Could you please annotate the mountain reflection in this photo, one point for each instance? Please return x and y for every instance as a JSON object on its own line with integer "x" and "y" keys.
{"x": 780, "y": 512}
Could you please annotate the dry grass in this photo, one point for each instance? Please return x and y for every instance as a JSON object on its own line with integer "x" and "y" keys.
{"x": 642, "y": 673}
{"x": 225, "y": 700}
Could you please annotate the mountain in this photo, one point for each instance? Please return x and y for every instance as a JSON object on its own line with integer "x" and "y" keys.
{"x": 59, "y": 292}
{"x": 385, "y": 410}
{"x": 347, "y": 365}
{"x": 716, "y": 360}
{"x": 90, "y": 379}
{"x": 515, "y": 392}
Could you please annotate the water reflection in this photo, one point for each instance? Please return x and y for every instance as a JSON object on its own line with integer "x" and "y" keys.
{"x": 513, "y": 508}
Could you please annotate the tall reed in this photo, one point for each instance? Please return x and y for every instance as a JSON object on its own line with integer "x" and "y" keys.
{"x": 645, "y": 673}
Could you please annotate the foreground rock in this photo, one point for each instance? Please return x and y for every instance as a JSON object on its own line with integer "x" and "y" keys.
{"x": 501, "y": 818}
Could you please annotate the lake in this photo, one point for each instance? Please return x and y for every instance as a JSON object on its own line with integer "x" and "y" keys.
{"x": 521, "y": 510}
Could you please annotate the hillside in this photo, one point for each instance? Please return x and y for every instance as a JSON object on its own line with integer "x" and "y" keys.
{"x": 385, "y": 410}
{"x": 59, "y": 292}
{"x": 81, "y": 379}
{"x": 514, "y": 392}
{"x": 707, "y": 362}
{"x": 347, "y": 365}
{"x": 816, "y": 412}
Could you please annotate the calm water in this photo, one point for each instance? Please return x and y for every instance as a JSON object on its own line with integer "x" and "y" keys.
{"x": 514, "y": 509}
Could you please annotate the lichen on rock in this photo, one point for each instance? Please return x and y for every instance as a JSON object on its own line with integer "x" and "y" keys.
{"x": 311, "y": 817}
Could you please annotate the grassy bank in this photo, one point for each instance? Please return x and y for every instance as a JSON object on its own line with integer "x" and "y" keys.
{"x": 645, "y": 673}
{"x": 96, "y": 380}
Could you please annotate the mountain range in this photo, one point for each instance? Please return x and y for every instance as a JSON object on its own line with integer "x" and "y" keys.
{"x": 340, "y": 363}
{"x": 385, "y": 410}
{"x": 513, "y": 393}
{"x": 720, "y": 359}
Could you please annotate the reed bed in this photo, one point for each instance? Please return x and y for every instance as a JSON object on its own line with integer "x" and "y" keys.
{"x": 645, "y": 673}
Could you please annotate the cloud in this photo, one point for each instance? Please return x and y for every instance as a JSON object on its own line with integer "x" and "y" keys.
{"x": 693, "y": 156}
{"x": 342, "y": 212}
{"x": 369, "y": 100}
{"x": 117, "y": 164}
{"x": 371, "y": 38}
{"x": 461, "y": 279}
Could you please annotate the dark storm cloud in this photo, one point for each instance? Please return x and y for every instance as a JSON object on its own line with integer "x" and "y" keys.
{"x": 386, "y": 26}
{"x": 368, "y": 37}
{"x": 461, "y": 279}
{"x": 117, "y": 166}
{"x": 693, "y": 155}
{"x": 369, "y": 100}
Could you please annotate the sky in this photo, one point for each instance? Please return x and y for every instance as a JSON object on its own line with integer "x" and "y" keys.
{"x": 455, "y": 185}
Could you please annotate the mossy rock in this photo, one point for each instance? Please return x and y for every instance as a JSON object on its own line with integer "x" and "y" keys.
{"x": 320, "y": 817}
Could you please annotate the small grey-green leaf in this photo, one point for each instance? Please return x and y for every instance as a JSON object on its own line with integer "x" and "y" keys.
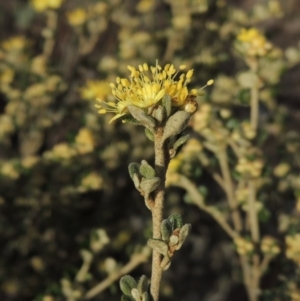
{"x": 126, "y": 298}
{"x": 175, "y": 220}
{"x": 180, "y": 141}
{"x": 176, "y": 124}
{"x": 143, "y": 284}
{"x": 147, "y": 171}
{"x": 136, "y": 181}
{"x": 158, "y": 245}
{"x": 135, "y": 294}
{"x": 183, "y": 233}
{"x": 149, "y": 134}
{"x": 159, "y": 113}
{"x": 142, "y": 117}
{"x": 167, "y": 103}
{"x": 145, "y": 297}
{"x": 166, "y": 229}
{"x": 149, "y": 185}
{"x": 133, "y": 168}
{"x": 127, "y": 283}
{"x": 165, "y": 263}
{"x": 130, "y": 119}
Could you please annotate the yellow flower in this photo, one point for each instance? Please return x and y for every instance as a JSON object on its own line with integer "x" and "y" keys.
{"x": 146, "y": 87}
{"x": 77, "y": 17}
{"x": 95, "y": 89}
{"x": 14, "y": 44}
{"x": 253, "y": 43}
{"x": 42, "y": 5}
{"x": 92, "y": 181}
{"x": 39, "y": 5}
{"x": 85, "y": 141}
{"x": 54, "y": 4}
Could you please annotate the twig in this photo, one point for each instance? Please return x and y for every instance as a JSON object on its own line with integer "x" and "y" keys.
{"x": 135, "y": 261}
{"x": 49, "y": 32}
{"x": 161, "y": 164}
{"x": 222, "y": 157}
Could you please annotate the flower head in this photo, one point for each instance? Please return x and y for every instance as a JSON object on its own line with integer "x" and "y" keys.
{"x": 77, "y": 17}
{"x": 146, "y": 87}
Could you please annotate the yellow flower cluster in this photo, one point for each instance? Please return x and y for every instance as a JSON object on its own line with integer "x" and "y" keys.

◆ ◆ ◆

What the exercise asks. Restate the whole listing above exactly, except for its images.

Response to this task.
Could you please annotate the mountain reflection in this photo, one point for each instance? Please return x and y for every instance as a JSON object on its own line with integer "x" and "y" keys.
{"x": 780, "y": 512}
Could you please annotate the dry grass in this photo, one point for each instance? Please return x and y for every instance as a JSON object on its own line with integer "x" and "y" keys.
{"x": 642, "y": 673}
{"x": 225, "y": 700}
Could you please annotate the mountain in this photo, one point for each instance? Please return x and y for every instance as a JSON object on its own line with integer "x" and "y" keys.
{"x": 59, "y": 292}
{"x": 385, "y": 410}
{"x": 347, "y": 365}
{"x": 716, "y": 360}
{"x": 90, "y": 379}
{"x": 515, "y": 392}
Could you please annotate the water reflection in this photo, one point for each instance? Please return x and y for every instance as a JSON object on its own line with integer "x" and "y" keys.
{"x": 513, "y": 508}
Could you please annotate the tall reed in this photo, one point for each instance? Please return x and y for every instance as a JSON object on its own line with integer "x" and "y" keys.
{"x": 645, "y": 673}
Could you please annotate the foreground rock in this photo, one point for each instance? Please return x and y for every instance as a JSON object on its own line with integer "x" and "y" keys.
{"x": 501, "y": 818}
Could you please annotate the lake in this photo, one point for each instance? Please return x and y for every instance as a JSON object on its own line with integer "x" and "y" keys.
{"x": 521, "y": 510}
Could you please annotate the hillside in this photo, one point for each instance? Please return x and y for every instance as a JSON object on its own line with integer "x" and "y" keys.
{"x": 385, "y": 410}
{"x": 59, "y": 292}
{"x": 81, "y": 379}
{"x": 514, "y": 392}
{"x": 707, "y": 362}
{"x": 347, "y": 365}
{"x": 816, "y": 412}
Could you please annotate the calm water in this photo, one point for each instance? Please return x and y for every instance as a JSON object on its own line with integer "x" and "y" keys.
{"x": 514, "y": 509}
Could you please annotate the lichen on rock in this photo, one point for each instance? Please return x and y for every instance as a JSON object on its own line with integer "x" and "y" keys.
{"x": 311, "y": 817}
Could you please annotate the grassy bank in this photo, one point for each instance? Please return x and y for every instance as a JSON object on its own line with integer "x" and "y" keys.
{"x": 645, "y": 673}
{"x": 96, "y": 380}
Could you please annotate the mountain range in this photo, one point for each instance? Please return x and y for every instance as a JSON object on its own line with integer "x" and "y" keys.
{"x": 340, "y": 363}
{"x": 385, "y": 410}
{"x": 513, "y": 393}
{"x": 720, "y": 359}
Could you please annotate the reed bed in this photo, one point for each instance? Please return x and y for every instance as a JSON object on its own line with integer "x" and "y" keys.
{"x": 645, "y": 673}
Could you please annotate the cloud in this photo, one point for each instance? Please return x and y for every instance as a JSON object on its own line with integer "x" and "y" keys.
{"x": 693, "y": 156}
{"x": 342, "y": 212}
{"x": 369, "y": 100}
{"x": 117, "y": 164}
{"x": 371, "y": 38}
{"x": 461, "y": 279}
Could you please annotate the dark storm cloud in this photo, one point for each instance? Please return x and y for every instance as a JSON object on its own line with integer "x" and "y" keys.
{"x": 386, "y": 26}
{"x": 368, "y": 37}
{"x": 461, "y": 279}
{"x": 117, "y": 166}
{"x": 693, "y": 155}
{"x": 369, "y": 100}
Could you please annotate the sky in this photo, one point for each instance? Please return x and y for every instance as a JSON object on its own line with integer "x" and "y" keys.
{"x": 455, "y": 185}
Could you please annotate the mossy rock in this photo, one point for each instance? Please return x and y for every instance as a JSON object on its own line with integer "x" and "y" keys.
{"x": 320, "y": 817}
Could you please annotate the small grey-green leaf in this photo, one point for each instance? Please return x and y for every instance as a JSON object on its own line with integer "x" and "y" keys.
{"x": 126, "y": 298}
{"x": 175, "y": 220}
{"x": 180, "y": 141}
{"x": 176, "y": 124}
{"x": 143, "y": 284}
{"x": 147, "y": 171}
{"x": 136, "y": 181}
{"x": 158, "y": 245}
{"x": 135, "y": 294}
{"x": 183, "y": 233}
{"x": 149, "y": 134}
{"x": 159, "y": 113}
{"x": 142, "y": 117}
{"x": 167, "y": 103}
{"x": 145, "y": 297}
{"x": 166, "y": 229}
{"x": 149, "y": 185}
{"x": 133, "y": 168}
{"x": 127, "y": 283}
{"x": 165, "y": 263}
{"x": 130, "y": 119}
Could you please annotate the yellow flower in this photo, one point for each instance? Please return x and y for every instance as a JSON object on its own line with integer "x" and "y" keys.
{"x": 146, "y": 87}
{"x": 77, "y": 17}
{"x": 95, "y": 89}
{"x": 14, "y": 44}
{"x": 253, "y": 43}
{"x": 42, "y": 5}
{"x": 92, "y": 181}
{"x": 39, "y": 5}
{"x": 85, "y": 141}
{"x": 54, "y": 4}
Could you please annotate the twig in this photo, one point for each instance? Please return x and y for every instance as a JSON object on its own line with integer "x" and "y" keys.
{"x": 135, "y": 261}
{"x": 49, "y": 32}
{"x": 161, "y": 164}
{"x": 222, "y": 157}
Could you please annotate the flower head in this photo, one point for each instance? Please return x and y for every instance as a JSON object on its own line with integer "x" and "y" keys.
{"x": 77, "y": 17}
{"x": 146, "y": 87}
Could you please annotate the yellow flower cluster in this photo, one point for each instance? Please return x and y for every instance as a JSON object on its own line with integer "x" and "y" keys.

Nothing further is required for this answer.